● Exercise prompt
Transcribe each of the following entries verbatim, line by line.

Begin Records provided

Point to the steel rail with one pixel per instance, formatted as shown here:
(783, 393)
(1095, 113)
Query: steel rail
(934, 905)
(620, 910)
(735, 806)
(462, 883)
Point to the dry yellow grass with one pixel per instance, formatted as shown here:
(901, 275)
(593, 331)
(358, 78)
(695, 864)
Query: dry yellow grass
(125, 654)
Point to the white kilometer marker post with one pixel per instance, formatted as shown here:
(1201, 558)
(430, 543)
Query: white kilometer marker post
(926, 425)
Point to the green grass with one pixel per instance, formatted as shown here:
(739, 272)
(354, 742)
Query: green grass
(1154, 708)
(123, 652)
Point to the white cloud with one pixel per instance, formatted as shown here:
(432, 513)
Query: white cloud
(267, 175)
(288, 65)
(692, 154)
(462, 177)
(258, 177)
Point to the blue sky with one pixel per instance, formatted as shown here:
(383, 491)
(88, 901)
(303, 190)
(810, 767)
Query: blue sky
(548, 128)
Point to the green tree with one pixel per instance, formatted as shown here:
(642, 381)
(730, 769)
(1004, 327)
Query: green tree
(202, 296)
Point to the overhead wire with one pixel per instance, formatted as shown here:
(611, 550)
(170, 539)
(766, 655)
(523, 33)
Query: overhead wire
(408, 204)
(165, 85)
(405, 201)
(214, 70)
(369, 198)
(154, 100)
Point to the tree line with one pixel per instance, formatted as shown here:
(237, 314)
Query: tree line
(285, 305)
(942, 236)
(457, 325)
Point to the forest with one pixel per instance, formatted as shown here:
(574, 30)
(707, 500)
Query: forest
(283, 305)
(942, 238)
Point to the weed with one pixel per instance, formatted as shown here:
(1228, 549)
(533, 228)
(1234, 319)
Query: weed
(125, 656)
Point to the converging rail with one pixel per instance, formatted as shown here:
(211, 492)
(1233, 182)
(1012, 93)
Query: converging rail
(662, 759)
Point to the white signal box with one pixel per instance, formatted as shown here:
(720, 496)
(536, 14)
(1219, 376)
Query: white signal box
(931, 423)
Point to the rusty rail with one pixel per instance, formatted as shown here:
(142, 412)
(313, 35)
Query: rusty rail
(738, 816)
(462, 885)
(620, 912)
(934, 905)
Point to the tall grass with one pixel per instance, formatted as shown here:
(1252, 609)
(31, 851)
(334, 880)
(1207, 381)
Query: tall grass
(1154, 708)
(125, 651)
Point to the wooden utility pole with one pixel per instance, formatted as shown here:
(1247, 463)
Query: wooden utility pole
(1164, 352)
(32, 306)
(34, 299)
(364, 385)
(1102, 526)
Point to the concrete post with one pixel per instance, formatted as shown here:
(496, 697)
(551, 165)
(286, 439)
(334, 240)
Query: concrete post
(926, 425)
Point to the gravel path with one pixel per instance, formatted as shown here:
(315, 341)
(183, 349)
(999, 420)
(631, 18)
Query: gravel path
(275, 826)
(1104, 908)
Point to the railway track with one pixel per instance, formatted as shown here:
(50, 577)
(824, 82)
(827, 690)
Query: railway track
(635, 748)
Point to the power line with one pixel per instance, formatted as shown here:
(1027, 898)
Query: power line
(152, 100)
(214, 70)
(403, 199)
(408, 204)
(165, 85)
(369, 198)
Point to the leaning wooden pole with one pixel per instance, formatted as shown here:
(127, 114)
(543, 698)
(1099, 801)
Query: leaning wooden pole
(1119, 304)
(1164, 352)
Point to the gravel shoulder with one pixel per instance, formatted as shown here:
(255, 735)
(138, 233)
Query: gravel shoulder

End Records provided

● Solution
Point to the steel rail with one pixel per instance, formatted as shown here:
(783, 393)
(1095, 113)
Query: steel rail
(934, 905)
(620, 910)
(735, 806)
(462, 883)
Point to the dry yellow grass with one pixel per instance, formatted as shown here:
(901, 275)
(593, 331)
(358, 78)
(695, 864)
Query: dry yellow grass
(125, 654)
Point to the white kilometer marker post with one pixel per instance, formatted as shown here:
(1201, 558)
(430, 543)
Query: white kilometer marker post
(926, 425)
Point to the green grass with one pixel per instance, formatted as shown here:
(739, 272)
(354, 742)
Query: green grass
(1154, 708)
(123, 652)
Point to the white cloud with one pixel per instance, formatted as shown here:
(432, 513)
Query: white cloud
(267, 175)
(288, 65)
(692, 154)
(462, 177)
(258, 177)
Point to the blue sky with one pixel per instance, formatted as shown here:
(383, 491)
(88, 901)
(303, 190)
(810, 767)
Query: blue sky
(548, 128)
Point to the green tree with one pixel per instance, formatted as shown here:
(642, 381)
(730, 769)
(1004, 327)
Query: green tree
(202, 296)
Point to the overhead wire with one pixel per instance, formatted as shown here:
(611, 550)
(170, 539)
(766, 655)
(523, 33)
Query: overhead wire
(408, 204)
(165, 85)
(405, 201)
(214, 70)
(369, 198)
(154, 100)
Point to the tree line with one pixel per instance, formatted as shown here:
(237, 314)
Query: tree line
(285, 305)
(942, 236)
(457, 325)
Point to the forest with one pixel per instance, formatted as shown here:
(574, 30)
(707, 500)
Query: forest
(283, 305)
(942, 238)
Point to the weed with one pixel per instance, formatted as shown here:
(1228, 549)
(533, 228)
(1234, 319)
Query: weed
(125, 656)
Point to the converging rail with one pixel per instance, formatted as shown here:
(211, 492)
(1233, 182)
(1012, 93)
Query: converging rail
(662, 759)
Point to the white signal box with one pixel per instance, formatted as shown here:
(720, 496)
(536, 14)
(1219, 376)
Query: white signal box
(931, 423)
Point to the rusty rail with one pixel per instance, formatted as shown here:
(142, 412)
(313, 35)
Query: rusty rail
(738, 816)
(462, 885)
(620, 912)
(934, 905)
Point to the tall grass with one pixel per instance, formatted as shown here:
(1252, 609)
(31, 851)
(334, 880)
(1207, 381)
Query: tall grass
(1154, 708)
(125, 651)
Point to the wooden utility pole with one pixel per instance, formatted as shown here:
(1247, 463)
Query: wooden utility pole
(1164, 352)
(32, 306)
(34, 299)
(364, 385)
(1102, 526)
Point to the concrete post with one pixel per instance, formatted as shown here:
(496, 697)
(551, 165)
(286, 439)
(334, 240)
Query: concrete post
(926, 425)
Point to the gravel path with one pixel per instance, formatted as shown here:
(315, 341)
(183, 349)
(999, 420)
(631, 18)
Query: gravel path
(275, 826)
(1104, 908)
Point to the railway track with one pixel per instance, formatted as shown here:
(50, 577)
(824, 82)
(827, 690)
Query: railway track
(635, 748)
Point to the power line with one pixel per instance, formatted as shown here:
(1027, 898)
Query: power line
(152, 100)
(214, 70)
(403, 199)
(408, 204)
(165, 85)
(369, 198)
Point to the leaning wooden pole with one pixel per instance, formatted as shown here:
(127, 114)
(543, 698)
(1099, 801)
Query: leaning wooden pole
(1119, 304)
(1164, 352)
Point to the gravel shoulder with one pixel per instance, formatted as shown here:
(255, 735)
(138, 233)
Query: gravel shoulder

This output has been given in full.